**Exercise task 1**
Say whether each statement below agrees with the oscillator circuit text. Answer yes or no for each, and quote the text's deciding words exactly.
(a) The drive signal must become active at a precise moment during the negative half-cycle.
(b) The PWM defines the end of the conduction.
(c) With a 12V supply, the freewheeling diode causes an efficiency penalty of 8.5%.
**Exercise task 2**
Write a continuation of the oscillator circuit text that begins right after its final sentence.

**Extracted text**
# # # #

The timing isn't critical at all: the drive signal can become active at any point during the negative half-cycle without changing the operation of the circuit.

Now that the starting instant of the replenishment period has been accurately determined, the end of the conduction also needs to be defined: that's where the PWM comes into play.
The closed loop control of the active period of the oscillator through the zeners and trimmer ensure an exact balance of the energies injected and extracted from the tank circuit.

The resulting circuit is simple, robust and very accurate, without requiring precision components or precise trimming.
It does have a big drawback though: the freewheeling diode does wonders, but it also consumes a significant amount of power, due to its forward voltage.
All of the supply current has to pass through the diode, meaning a 1V average loss and a non-compressible 8.5% efficiency penalty to begin with (for a 12V supply).
For lower output voltages, a schottky diode would be usable and ~halve the losses, but here the blocking voltage needs to be at least 150V, which excludes "plain-vanilla" schottky diodes stopping at 100V (there are now devices capable of hundreds of volts, but I prefer to keep the circuit low-tech and accessible).

# # # #

[Dataset records]
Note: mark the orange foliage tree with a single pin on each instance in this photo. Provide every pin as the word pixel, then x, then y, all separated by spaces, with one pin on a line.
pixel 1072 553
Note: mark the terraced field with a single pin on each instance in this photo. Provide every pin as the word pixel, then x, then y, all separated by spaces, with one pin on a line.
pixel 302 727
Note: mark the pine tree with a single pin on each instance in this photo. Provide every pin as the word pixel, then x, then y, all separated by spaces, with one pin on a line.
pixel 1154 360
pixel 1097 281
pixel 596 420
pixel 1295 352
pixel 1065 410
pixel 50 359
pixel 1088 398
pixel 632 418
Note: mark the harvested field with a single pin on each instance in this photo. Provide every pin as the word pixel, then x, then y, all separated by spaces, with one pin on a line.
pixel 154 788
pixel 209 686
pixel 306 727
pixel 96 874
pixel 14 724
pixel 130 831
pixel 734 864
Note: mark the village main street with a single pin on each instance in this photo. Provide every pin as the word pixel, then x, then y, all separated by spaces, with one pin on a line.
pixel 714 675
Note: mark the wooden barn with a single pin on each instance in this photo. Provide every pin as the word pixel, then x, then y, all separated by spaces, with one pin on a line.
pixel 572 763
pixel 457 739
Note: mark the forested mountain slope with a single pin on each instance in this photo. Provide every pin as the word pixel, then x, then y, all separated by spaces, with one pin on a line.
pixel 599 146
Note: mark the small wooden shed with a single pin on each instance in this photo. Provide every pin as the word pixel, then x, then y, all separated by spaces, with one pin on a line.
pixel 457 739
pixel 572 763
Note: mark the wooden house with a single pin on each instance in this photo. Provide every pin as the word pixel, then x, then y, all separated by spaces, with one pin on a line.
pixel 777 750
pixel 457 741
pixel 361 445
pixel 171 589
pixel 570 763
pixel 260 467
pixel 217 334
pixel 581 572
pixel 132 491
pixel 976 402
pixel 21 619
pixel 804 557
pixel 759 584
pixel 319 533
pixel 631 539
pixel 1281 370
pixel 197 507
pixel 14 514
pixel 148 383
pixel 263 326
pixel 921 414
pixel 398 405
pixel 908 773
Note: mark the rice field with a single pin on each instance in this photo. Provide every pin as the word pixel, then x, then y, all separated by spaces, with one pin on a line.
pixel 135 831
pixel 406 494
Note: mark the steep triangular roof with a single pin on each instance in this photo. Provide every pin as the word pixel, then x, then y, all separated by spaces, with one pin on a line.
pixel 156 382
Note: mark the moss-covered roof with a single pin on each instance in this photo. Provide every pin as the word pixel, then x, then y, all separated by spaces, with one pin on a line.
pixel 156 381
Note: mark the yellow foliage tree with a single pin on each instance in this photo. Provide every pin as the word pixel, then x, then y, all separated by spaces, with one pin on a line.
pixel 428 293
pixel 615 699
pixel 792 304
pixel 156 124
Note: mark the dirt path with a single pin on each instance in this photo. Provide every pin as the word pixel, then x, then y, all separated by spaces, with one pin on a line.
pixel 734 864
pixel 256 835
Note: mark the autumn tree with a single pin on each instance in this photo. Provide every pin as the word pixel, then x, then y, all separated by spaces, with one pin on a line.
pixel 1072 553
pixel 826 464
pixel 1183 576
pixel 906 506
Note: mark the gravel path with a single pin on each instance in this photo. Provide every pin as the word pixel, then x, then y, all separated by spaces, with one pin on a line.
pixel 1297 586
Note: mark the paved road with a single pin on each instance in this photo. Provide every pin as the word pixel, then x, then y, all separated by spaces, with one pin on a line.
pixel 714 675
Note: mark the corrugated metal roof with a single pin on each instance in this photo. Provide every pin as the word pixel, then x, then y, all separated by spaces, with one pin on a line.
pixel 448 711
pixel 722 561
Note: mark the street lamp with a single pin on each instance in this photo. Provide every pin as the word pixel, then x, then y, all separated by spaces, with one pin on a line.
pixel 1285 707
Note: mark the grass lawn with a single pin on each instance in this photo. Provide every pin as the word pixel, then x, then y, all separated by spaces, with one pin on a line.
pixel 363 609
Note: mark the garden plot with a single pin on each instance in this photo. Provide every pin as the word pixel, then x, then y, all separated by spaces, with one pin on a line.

# # # #

**Final result 1**
(a) No: "The timing isn't critical at all: the drive signal can become active at any point during the negative half-cycle without changing the operation of the circuit."
(b) Yes: "the end of the conduction also needs to be defined: that's where the PWM comes into play."
(c) Yes: "a non-compressible 8.5% efficiency penalty to begin with (for a 12V supply)"

**Final result 2**
A conventional epitaxial diode like the BYW80 takes the lion's share of the losses.

The beauty of the class E scheme is that it does not require fast-switching components: that is true for the switching element, the free-wheeling diode (it just requires a fast forward recovery, which is the case even for relatively slow diodes) and the rectification diodes: thanks to the sine wave-shape, only moderately fast diodes are sufficient, and even if they "stick" a little during the recovery, it is inconsequential: they see a capacitance on both their input and output, meaning a switching noise confined to just the rectification loop.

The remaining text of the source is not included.